### WRITTEN REQUEST:
Starting with the line that contains "A single pin marks each instance of the person in white" and continuing through the final line of the records, give each line as a string in a JSON list, skipping blank lines.

== == ==

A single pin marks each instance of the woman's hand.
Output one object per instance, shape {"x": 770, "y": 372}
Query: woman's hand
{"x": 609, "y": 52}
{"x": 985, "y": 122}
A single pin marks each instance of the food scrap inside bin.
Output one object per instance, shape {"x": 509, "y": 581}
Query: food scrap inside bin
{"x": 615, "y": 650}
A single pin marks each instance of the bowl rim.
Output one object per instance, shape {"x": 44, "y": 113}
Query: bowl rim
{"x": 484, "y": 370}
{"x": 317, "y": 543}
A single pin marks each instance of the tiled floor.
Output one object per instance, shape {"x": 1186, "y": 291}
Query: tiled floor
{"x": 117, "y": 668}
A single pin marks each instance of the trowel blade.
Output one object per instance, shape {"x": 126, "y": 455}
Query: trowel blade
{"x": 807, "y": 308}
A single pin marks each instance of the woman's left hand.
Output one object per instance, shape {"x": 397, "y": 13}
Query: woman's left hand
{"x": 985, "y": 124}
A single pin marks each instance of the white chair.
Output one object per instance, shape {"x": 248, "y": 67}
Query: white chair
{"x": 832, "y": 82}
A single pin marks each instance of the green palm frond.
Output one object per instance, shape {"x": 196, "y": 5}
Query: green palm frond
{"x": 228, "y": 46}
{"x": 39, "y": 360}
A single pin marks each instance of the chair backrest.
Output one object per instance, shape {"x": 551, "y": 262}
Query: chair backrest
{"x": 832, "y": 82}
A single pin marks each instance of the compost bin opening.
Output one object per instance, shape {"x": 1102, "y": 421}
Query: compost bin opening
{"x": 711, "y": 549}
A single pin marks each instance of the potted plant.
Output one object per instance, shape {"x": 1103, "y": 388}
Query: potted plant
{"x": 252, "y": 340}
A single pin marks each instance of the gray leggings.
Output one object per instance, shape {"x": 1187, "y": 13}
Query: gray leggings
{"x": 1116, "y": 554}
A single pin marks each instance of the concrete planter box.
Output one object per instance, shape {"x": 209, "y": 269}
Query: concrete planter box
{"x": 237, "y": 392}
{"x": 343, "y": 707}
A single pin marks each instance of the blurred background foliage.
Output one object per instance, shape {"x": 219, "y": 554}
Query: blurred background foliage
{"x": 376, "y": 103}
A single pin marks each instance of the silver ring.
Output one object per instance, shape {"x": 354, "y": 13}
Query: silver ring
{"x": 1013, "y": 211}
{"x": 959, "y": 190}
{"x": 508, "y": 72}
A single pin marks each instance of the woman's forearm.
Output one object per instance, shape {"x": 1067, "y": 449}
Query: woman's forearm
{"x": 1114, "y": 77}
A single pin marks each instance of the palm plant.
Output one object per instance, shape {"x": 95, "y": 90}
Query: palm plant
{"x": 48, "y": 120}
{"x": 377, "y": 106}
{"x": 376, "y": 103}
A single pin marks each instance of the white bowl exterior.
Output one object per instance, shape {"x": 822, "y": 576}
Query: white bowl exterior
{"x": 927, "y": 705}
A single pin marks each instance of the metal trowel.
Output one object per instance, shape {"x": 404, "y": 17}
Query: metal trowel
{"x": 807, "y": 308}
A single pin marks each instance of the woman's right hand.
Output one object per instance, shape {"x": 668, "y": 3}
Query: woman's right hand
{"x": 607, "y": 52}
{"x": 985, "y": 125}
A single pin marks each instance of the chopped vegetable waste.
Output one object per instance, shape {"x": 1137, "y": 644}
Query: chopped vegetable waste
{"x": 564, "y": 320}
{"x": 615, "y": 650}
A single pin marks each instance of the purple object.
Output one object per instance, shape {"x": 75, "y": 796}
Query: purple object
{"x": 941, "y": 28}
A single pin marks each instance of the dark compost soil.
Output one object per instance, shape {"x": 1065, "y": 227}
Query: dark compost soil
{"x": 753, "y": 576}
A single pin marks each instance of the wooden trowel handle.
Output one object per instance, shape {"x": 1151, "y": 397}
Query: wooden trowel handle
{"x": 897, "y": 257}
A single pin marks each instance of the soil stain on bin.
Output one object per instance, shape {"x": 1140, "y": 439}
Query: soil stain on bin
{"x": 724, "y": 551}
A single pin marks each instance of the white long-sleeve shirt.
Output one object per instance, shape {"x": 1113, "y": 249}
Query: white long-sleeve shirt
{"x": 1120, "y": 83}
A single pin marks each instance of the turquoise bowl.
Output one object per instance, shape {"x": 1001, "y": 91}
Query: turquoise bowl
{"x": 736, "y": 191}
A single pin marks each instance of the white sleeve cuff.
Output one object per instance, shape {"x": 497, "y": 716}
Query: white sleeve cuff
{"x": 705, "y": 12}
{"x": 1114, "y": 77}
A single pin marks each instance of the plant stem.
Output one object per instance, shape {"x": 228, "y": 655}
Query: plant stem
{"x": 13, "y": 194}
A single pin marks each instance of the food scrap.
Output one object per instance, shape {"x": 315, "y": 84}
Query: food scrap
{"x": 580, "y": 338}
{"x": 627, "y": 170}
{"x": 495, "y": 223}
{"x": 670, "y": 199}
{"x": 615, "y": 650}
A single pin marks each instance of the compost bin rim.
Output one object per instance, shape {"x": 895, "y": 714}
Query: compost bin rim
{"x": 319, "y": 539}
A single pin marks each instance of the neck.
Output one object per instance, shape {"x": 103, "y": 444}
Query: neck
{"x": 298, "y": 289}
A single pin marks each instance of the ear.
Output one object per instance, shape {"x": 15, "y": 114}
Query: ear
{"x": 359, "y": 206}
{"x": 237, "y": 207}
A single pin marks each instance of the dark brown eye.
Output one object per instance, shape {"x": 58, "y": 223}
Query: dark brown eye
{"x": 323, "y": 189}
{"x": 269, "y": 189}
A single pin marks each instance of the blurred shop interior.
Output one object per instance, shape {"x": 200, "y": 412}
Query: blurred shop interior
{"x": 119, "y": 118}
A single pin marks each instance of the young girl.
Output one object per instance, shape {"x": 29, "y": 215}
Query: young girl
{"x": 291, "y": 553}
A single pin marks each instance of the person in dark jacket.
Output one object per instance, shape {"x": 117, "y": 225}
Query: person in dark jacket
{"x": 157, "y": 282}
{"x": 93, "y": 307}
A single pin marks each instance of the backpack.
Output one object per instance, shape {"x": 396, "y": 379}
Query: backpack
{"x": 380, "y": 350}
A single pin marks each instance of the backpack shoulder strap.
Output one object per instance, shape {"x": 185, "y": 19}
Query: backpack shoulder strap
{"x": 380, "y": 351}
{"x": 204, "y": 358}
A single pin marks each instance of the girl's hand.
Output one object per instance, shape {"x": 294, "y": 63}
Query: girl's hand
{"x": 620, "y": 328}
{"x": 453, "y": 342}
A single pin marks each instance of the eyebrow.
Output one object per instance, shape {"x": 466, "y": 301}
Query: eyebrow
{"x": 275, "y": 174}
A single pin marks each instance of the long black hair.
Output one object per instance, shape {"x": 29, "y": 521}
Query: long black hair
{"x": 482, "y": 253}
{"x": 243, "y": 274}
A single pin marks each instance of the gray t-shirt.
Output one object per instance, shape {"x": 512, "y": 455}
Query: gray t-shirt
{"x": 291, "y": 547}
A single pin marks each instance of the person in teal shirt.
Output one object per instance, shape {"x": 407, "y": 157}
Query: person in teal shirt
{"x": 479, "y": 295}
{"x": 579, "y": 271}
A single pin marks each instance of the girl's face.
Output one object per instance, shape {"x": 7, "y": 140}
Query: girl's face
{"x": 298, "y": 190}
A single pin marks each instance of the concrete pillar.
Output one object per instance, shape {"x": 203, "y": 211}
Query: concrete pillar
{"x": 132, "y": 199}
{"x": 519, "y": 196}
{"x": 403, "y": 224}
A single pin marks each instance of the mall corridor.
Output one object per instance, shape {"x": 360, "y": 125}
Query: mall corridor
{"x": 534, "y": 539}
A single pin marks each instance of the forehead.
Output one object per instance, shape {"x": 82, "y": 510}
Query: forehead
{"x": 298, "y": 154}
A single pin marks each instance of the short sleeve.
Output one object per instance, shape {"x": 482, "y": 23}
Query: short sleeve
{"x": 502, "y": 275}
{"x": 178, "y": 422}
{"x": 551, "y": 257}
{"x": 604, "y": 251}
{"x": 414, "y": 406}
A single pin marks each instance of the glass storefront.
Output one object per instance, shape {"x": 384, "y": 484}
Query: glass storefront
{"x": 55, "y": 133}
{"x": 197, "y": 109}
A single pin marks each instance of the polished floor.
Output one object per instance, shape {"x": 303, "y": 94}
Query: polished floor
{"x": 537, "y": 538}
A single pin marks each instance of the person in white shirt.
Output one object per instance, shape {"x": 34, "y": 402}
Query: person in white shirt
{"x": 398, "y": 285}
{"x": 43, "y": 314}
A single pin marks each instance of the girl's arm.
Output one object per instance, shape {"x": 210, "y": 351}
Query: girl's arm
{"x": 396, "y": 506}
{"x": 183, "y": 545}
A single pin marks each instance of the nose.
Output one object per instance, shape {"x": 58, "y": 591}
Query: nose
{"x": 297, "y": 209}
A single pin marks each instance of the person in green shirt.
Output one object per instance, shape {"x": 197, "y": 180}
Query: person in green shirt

== == ==

### RESPONSE TO THE EXERCISE:
[
  "A single pin marks each instance of the person in white shirt.",
  "Output one object per instance, shape {\"x\": 34, \"y\": 402}",
  "Query: person in white shirt",
  "{\"x\": 398, \"y\": 285}",
  "{\"x\": 43, \"y\": 314}",
  "A single pin marks each instance of the girl's arm.",
  "Output one object per instance, shape {\"x\": 210, \"y\": 351}",
  "Query: girl's arm",
  "{\"x\": 396, \"y\": 506}",
  "{\"x\": 183, \"y\": 545}",
  "A single pin marks each instance of the nose.",
  "Output one object per instance, shape {\"x\": 58, \"y\": 591}",
  "Query: nose",
  "{\"x\": 297, \"y\": 209}",
  "A single pin marks each instance of the person in green shirt.",
  "Output one object per instance, shape {\"x\": 197, \"y\": 180}",
  "Query: person in green shirt"
]